Top of MATERIAL FOR THE TASK

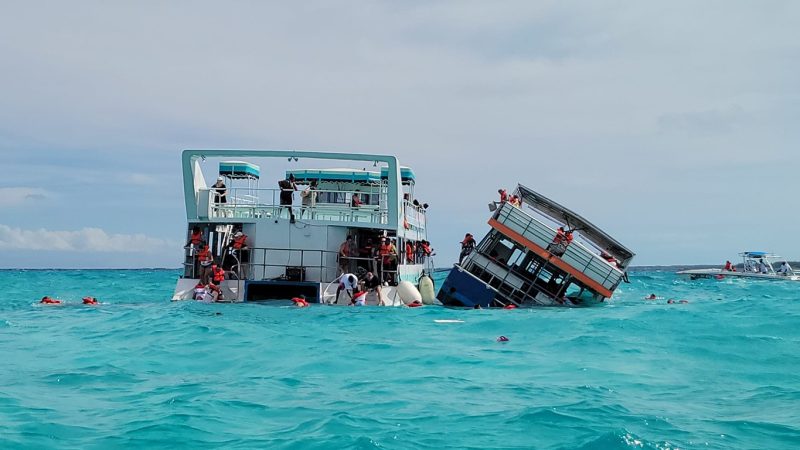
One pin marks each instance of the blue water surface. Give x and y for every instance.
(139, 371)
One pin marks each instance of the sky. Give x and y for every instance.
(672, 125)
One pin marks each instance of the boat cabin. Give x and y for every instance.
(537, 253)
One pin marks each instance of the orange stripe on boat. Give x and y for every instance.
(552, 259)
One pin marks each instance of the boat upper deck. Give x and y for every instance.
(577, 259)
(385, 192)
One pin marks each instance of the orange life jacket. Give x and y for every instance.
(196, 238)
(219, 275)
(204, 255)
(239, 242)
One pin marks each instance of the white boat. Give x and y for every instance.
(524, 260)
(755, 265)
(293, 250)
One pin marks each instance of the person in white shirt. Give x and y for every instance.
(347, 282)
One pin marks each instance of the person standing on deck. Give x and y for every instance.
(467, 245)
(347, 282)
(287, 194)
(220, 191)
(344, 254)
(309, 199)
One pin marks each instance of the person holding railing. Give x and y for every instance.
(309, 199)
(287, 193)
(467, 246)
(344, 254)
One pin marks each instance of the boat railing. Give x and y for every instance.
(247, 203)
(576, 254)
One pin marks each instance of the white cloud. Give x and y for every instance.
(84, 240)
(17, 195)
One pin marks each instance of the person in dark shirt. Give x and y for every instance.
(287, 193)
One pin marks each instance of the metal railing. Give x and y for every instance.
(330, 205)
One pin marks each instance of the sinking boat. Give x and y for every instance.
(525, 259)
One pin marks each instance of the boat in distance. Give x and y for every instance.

Bottom of MATERIAL FOR THE TASK

PROBLEM TO SOLVE
Reproduce exactly the line containing "One pin marks each instance of the person holding" and every line after it through the end of the records above, and nothing else.

RESPONSE TO THE EXERCISE
One pin marks each instance of the person holding railing. Give x and y for every instance.
(309, 199)
(287, 193)
(467, 246)
(344, 254)
One pin marks each instance of the boat railing. Give x and y for every instance.
(247, 203)
(576, 254)
One pin marks each instance of the white cloud. Give x and y for every instance.
(84, 240)
(17, 195)
One pin marks each instance of the person in dark shirt. Give x and y for every instance.
(287, 193)
One pin marks each instance of the metal railing. Give x and y for every instance.
(330, 205)
One pin marks each instance of the sinking boat. Give x and y for every instance.
(525, 259)
One pin marks each instance of the boat in distance. Give x and y for every instance.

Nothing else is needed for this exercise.